-------- Entries shown --------

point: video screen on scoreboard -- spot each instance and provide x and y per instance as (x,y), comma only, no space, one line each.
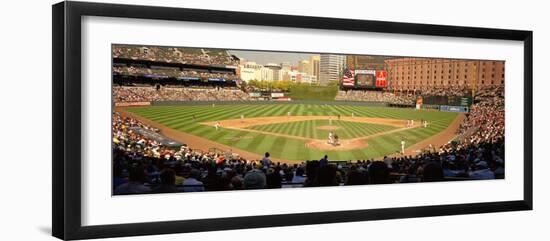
(365,78)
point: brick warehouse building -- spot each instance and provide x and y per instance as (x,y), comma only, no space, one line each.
(424,73)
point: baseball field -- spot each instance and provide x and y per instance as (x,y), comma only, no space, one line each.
(297,132)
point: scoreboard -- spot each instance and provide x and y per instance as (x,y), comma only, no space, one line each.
(459,100)
(448,100)
(365,78)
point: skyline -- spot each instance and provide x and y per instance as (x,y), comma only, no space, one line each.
(267,57)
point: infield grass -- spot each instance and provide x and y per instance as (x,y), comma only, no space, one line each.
(181,118)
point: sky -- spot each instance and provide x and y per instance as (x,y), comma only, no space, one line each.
(265,57)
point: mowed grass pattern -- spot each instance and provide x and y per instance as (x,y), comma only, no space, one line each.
(181,118)
(311,128)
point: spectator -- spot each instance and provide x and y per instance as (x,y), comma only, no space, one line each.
(134,184)
(254,179)
(191,183)
(378,173)
(167,182)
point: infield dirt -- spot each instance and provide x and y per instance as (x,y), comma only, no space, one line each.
(197,142)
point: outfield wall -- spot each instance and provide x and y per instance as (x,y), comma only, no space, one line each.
(266,102)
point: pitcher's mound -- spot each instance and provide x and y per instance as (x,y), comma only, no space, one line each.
(344,145)
(328,128)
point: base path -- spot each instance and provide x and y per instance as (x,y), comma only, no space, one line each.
(436,140)
(204,144)
(198,142)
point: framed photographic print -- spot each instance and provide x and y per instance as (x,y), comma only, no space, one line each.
(170,120)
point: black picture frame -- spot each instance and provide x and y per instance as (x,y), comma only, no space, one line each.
(66,122)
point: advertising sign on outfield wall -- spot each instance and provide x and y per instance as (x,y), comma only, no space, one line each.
(142,103)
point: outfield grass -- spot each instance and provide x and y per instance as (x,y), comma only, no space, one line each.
(310,128)
(181,118)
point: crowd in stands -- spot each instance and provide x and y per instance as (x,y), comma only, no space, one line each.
(176,93)
(447,91)
(144,166)
(171,72)
(376,96)
(485,121)
(195,56)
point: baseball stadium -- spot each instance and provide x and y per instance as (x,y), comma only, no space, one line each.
(198,119)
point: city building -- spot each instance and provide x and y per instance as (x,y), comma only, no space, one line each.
(304,66)
(274,72)
(425,73)
(365,62)
(330,68)
(314,60)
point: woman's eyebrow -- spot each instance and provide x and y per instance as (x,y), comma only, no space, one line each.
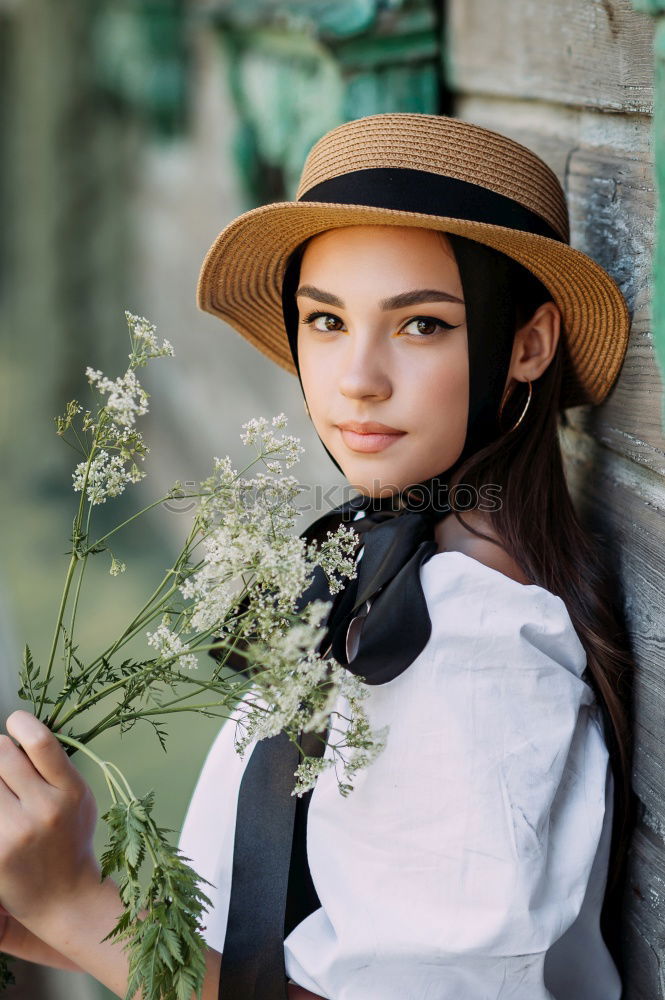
(395,302)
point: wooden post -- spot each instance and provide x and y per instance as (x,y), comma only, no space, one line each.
(657,8)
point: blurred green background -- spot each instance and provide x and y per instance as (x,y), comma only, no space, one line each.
(131,133)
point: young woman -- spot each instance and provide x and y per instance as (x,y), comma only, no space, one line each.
(423,289)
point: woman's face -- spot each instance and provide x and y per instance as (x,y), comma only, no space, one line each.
(382,339)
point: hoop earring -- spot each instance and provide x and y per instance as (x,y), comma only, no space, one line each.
(522,414)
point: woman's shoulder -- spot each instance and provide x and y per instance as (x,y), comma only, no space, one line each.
(476,605)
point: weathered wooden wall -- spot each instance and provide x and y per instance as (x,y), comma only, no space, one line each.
(573,80)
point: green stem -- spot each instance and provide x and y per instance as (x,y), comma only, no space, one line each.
(102,764)
(72,621)
(144,510)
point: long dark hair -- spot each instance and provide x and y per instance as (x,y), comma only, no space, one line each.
(538,526)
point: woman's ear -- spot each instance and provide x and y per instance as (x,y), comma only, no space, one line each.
(535,343)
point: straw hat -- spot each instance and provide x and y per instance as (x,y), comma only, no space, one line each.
(434,172)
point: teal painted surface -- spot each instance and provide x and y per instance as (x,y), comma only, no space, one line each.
(299,68)
(657,7)
(141,59)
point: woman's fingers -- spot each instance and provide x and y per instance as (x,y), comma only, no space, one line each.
(17,771)
(45,752)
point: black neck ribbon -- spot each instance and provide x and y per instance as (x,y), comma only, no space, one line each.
(272,889)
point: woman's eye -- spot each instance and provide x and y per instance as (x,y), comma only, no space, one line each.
(323,322)
(426,326)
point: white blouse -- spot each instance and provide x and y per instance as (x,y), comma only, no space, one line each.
(470,860)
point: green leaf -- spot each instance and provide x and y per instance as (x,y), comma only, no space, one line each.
(6,974)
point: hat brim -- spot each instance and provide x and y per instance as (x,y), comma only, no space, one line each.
(241,279)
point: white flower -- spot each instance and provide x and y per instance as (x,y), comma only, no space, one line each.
(127,399)
(170,646)
(107,477)
(144,341)
(285,448)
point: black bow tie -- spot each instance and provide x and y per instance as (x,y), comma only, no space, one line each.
(272,888)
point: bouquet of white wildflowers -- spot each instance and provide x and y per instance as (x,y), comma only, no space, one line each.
(232,590)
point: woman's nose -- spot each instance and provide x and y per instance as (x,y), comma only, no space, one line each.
(363,370)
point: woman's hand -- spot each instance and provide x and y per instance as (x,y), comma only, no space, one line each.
(47,819)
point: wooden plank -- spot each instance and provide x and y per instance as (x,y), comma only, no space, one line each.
(604,163)
(627,504)
(592,53)
(644,916)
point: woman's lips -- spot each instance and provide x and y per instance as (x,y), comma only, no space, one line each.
(367,442)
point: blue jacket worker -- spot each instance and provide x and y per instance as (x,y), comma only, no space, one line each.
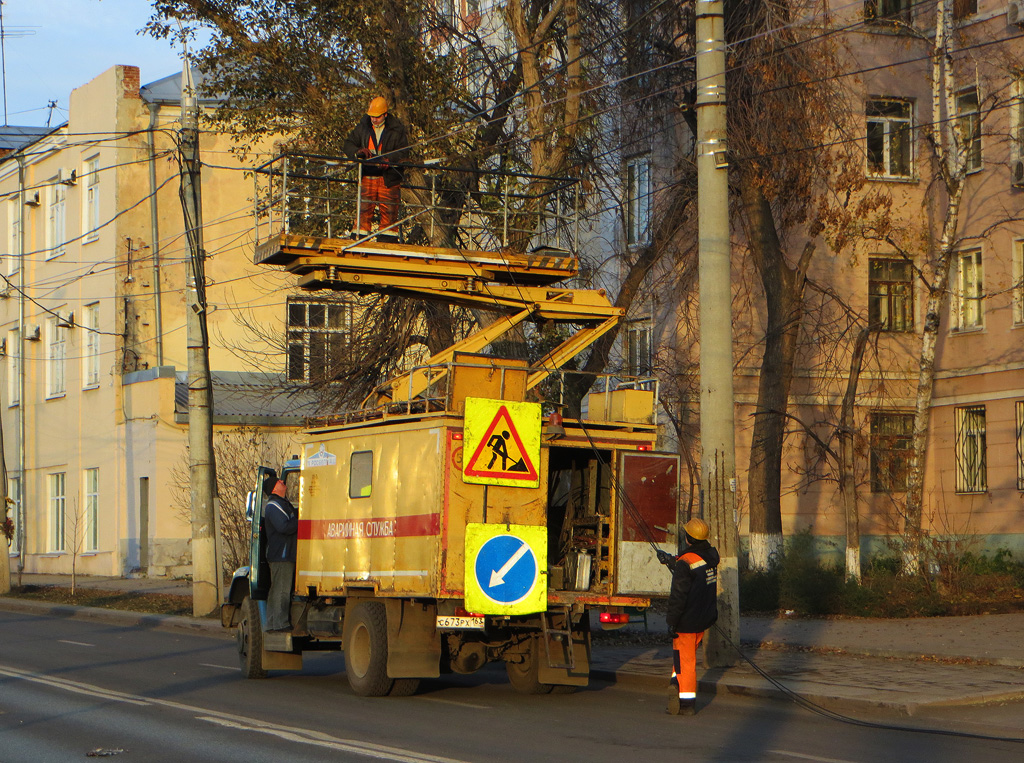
(281,521)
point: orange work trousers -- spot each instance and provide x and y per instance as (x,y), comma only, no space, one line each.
(375,195)
(684,656)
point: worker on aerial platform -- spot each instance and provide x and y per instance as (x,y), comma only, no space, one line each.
(380,141)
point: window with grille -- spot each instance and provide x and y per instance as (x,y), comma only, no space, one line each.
(1020,444)
(638,201)
(890,149)
(966,305)
(971,467)
(58,503)
(891,451)
(890,294)
(317,336)
(969,119)
(888,10)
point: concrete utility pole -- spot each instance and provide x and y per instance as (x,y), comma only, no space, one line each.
(206,567)
(718,459)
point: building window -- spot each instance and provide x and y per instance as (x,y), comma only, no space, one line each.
(1020,444)
(971,469)
(317,335)
(890,294)
(90,355)
(638,201)
(890,150)
(58,502)
(56,227)
(14,512)
(888,10)
(638,354)
(14,227)
(891,451)
(14,367)
(967,296)
(1018,286)
(56,351)
(91,491)
(91,199)
(969,119)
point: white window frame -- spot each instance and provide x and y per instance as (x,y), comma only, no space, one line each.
(971,450)
(90,199)
(969,120)
(56,353)
(90,354)
(14,512)
(967,300)
(13,367)
(892,128)
(56,218)
(638,201)
(1018,286)
(57,513)
(90,491)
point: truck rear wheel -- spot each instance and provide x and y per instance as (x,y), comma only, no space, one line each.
(250,639)
(523,675)
(366,650)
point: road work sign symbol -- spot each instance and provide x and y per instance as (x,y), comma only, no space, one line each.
(504,438)
(506,567)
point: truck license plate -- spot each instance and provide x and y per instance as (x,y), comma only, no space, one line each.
(459,623)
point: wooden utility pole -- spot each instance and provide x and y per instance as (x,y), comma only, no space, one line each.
(718,459)
(206,567)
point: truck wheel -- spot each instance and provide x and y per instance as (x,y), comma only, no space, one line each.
(366,650)
(250,638)
(523,676)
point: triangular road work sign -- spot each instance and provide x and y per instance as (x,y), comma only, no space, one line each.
(508,449)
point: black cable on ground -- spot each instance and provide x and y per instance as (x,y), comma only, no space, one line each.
(833,715)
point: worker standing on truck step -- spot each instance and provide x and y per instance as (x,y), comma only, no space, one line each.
(380,141)
(282,524)
(692,609)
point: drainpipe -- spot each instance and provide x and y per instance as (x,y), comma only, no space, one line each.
(155,234)
(22,403)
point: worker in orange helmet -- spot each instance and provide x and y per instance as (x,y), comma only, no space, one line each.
(380,141)
(692,609)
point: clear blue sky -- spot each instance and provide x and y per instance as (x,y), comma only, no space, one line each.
(74,41)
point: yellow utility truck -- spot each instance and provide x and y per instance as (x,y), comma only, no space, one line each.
(457,518)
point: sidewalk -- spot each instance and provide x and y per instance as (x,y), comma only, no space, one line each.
(896,665)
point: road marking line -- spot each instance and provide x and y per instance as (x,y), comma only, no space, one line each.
(307,736)
(802,756)
(453,702)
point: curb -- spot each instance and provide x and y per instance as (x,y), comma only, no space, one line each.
(115,617)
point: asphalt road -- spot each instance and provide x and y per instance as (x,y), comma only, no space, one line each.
(71,687)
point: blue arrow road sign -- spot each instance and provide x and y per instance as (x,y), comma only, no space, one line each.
(506,568)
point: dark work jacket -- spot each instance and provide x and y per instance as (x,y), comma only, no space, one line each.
(392,150)
(693,599)
(281,521)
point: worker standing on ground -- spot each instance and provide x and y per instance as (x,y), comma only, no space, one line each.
(380,141)
(692,609)
(281,521)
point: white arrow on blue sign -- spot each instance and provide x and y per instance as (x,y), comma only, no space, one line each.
(506,568)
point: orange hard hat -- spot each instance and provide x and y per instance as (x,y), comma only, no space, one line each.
(696,528)
(377,107)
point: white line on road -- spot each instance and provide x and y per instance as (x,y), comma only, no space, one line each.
(802,756)
(304,735)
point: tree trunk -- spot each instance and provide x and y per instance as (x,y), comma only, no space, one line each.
(783,287)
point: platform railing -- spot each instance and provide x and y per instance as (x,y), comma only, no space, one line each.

--------

Quote verbatim the line containing "point: orange hard" and every line after it through the end of the records above.

Reply to the task
point: orange hard hat -- spot each instance and provide x and y per instance as (x,y), comma only, no space, one line each.
(696,528)
(377,107)
point: white line on road -- spot each instance and provide x and y per instance as (x,y), comma only, no space, one line each.
(802,756)
(304,735)
point: tree trunk -- spot each instance and provide x and y per instance as (x,y), comma only, no space, one line each.
(783,287)
point: platform railing -- spot each instance and provide x and y per instance as (x,y), comma only, no space, one line each.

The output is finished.